■ PROBLEM REQUIREMENTS:
Copy the listing's lines from the line with "559, row 80." up to and including the line with "column 125, row 177", replacing "forearm" with "wrist" and leaving everything else unchanged.

■ MATERIAL FOR THE TASK:
● ● ● ● ● ● ●
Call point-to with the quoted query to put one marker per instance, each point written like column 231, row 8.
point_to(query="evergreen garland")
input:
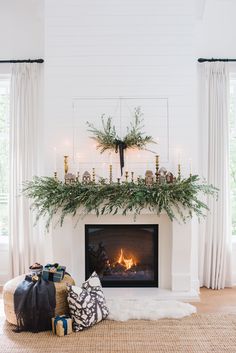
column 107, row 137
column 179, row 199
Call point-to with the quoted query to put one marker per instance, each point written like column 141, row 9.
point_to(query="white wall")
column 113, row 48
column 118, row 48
● ● ● ● ● ● ●
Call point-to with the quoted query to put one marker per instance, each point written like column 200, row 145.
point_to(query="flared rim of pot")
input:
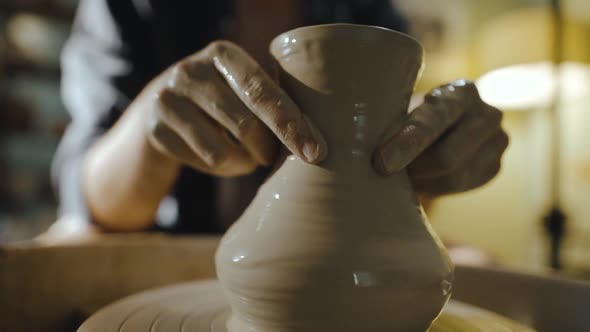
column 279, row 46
● ● ● ● ● ● ●
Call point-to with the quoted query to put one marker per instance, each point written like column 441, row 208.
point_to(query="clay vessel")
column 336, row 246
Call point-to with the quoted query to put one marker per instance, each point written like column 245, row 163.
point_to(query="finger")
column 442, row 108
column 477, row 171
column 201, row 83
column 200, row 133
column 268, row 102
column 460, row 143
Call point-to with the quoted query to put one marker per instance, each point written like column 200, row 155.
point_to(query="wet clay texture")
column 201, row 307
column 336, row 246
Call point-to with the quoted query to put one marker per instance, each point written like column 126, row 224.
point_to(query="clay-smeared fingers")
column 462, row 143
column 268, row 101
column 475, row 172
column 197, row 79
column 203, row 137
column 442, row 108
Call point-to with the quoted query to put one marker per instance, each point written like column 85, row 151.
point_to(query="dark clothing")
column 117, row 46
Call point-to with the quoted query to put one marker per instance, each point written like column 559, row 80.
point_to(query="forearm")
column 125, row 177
● ● ● ● ● ● ●
■ ANSWER BELOW:
Call point-to with the quoted query to put one marker per instance, each point written like column 559, row 80.
point_to(query="wrist")
column 125, row 177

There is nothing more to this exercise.